On Tue, Apr 02, 2024 at 03:25:21PM +0000, Michael Hare via juniper-nsp wrote:

Hi!

Workaround that we're using (not elegant, but working): setup a 
"self-pointing" routes to directly connected destinations:

set routing-options static route A.B.C.D/32 next-hop A.B.C.D

and export these to cleanL3VPN. Resulting forwarding-table:

Routing table: default.inet [Index 0]
Internet:

Destination:  A.B.C.D/32
  Route type: user
  Route reference: 0                   Route interface-index: 0
  Multicast RPF nh index: 0
  P2mpidx: 0
  Flags: sent to PFE, rt nh decoupled
  Nexthop: 0:15:17:b0:e6:f8
  Next-hop type: unicast               Index: 2930     Reference: 4
  Next-hop interface: ae3.200
  RPF interface: ae3.200

[...]

Routing table: cleanL3VPN.inet [Index 6]
Internet:

Destination:  87.245.206.15/32
  Route type: user
  Route reference: 0                   Route interface-index: 0
  Multicast RPF nh index: 0
  P2mpidx: 0
  Flags: sent to PFE, rt nh decoupled
  Nexthop: 0:15:17:b0:e6:f8
  Next-hop type: unicast               Index: 2930     Reference: 4
  Next-hop interface: ae3.200

Unfortunately, we found no way to provision such routes via BGP,
so you have to have all those in configuration :(

If there is a better workaround, I'd like to know it too :)


> Hi there,
> 
> We're a US research and education ISP and we've been tasked for coming up 
> with an architecture to allow on premise DDoS scrubbing with an appliance.   
> As a first pass I've created an cleanL3VPN routing-instance to function as a 
> clean VRF that uses rib-groups to mirror the relevant parts of inet.0.   It 
> is in production and is working great for customer learned BGP routes.  It 
> falls apart when I try to protect a directly attached destination that has a 
> mac address in inet.0.  I think I understand why and the purpose of this 
> message is to see if anyone has been in a similar situation and has 
> thoughts/advice/warnings about alternative designs.
> 
> To explain what I see, I noticed that mac address based nexthops don't seem 
> to be copied from inet.0 into cleanL3VPN.inet.0.  I assume this means that 
> mac-address based forwarding must be referencing inet.0 [see far below].   
> This obviously creates a loop once the best path in inet.0 becomes a BGP /32.

## Problems to solve
1 - In the mailing-list post on DDoS scrubbing with a clean VRF, list every field label that begins with the word "Route" in the cleanL3VPN.inet entry for 87.245.206.15/32, each with the value shown beside it.
2 - Continue the mailing-list post on DDoS scrubbing with a clean VRF, starting after its last sentence.

## Data excerpt

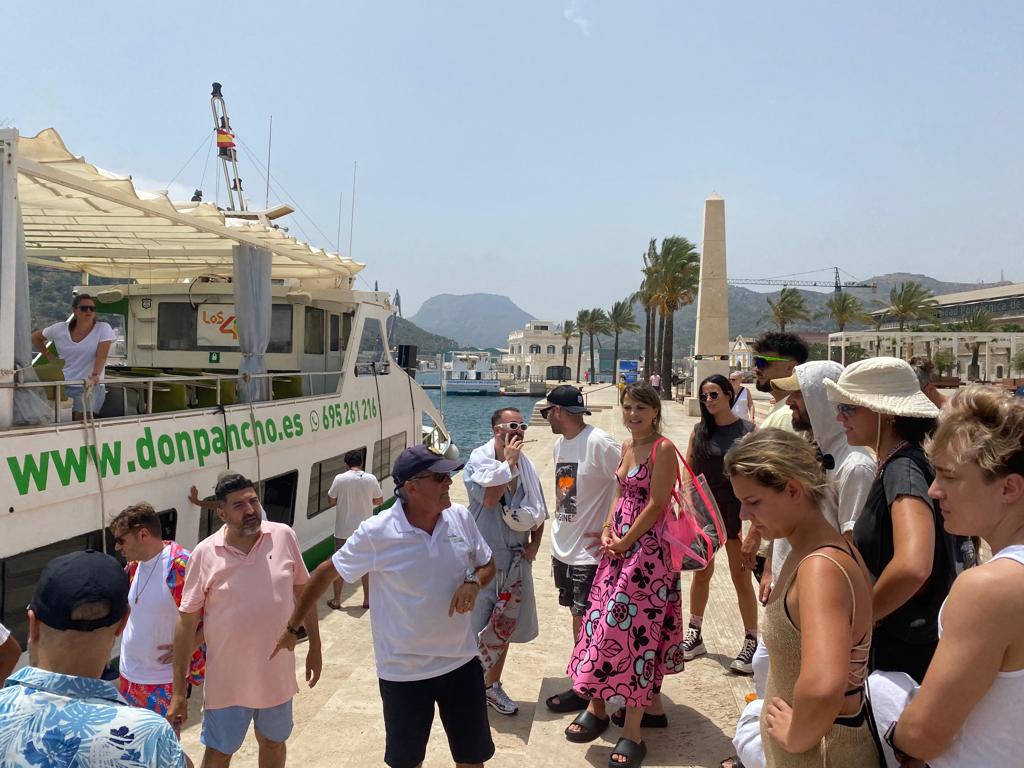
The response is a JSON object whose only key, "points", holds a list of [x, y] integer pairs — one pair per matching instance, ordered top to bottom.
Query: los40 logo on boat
{"points": [[336, 415]]}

## Outputs by task
1 -
Route type: user
Route reference: 0
Route interface-index: 0

2 -
>  For example when I'm announcing a /32 for 1.2.3.4 out of a locally attached 
> 1.2.3.0/26, traceroute implies the packet enters inet.0, is sent to 5.6.7.8 
> as the nexthop correctly, arrives in cleanL3VPN which decides to forward to 
> 5.6.7.8 in a loop, even though the BGP /32 isn't part of cleanL3VPN [see 
> below], cleanL3VPN Is dependent on inet.0 for resolution.  Even if I could 
> copy inet.0 mac addresses into cleanL3VPN, eventually the mac address would 
> age out of inet.0 because the /32 would no longer be directly connected.  If 
> I want to be able to protect locally attached destinations so I think my 
> design is unworkable, I think my solutions are 
> 
> = use flowspec redirection to dirty VRF, keep inet.0 as clean and use 
> flowspec interface filter-group appropriately on backbone interfaces 
> [routing-options flow interface-group exclude, which I already have deployed 
> correctly].  This seems easy but is less performant.
> = put my customers into a customerVRF and deal with route leaking between 
> global and customerVRF.  This is a well-known tactic but more complicated to 
> approach and disruptive to deploy as I have to airlift basically all the 
> customers to into a VRF to have full coverage.
> 
> For redirection, to date I've been looking at longest prefix match solutions 
> due to the presumed scalability vs using flowspec.  I have an unknown amount 
> of "always on" redirects I might be asked to entertain.  10?  100? 1000?  I'm 
> trying to come up with a solution that doesn't rely on touching the routers 
> themselves.  I did think about creating a normal [non flowspec] input 
> firewall term on untrusted interfaces that redirects to dirty VRF based in a 
> single destination prefix-list and just relying on flowspec for on demand 
> stuff with the assumption one firewall term with let's say 1000 prefixes is 
> more performant than 1000 standalone flowspec rules.   I think my solution is 
> fundamentally workable but I don't think the purchased turnkey ddos 
> orchestration is going to natively interact with our Junipers, so that is 
> looked down upon, since it would require " a router guy " or writing custom 
> automation when adding/removing always-on protection.  Seems technically very 
> viable to me, I j
 us
>  t bring up these details because I feel like without a ton of effort VRF 
> redirection can be made to be nearly as performant as longest prefix match.
> 
> While we run MPLS, currently all of our customers/transit are in the global 
> table.  I'm trying to avoid solutions for now that puts the 1M+ RIB DFZ zone 
> into an L3VPN; it's awfully big change I don't want to rush into especially 
> for this proof of concept but I'd like to hear opinions if that's the best 
> solution to this specific problem.  I'm not sure it's fundamentally different 
> than creating a customerVRF, seems like I just need to separate the customers 
> from the internet ingress.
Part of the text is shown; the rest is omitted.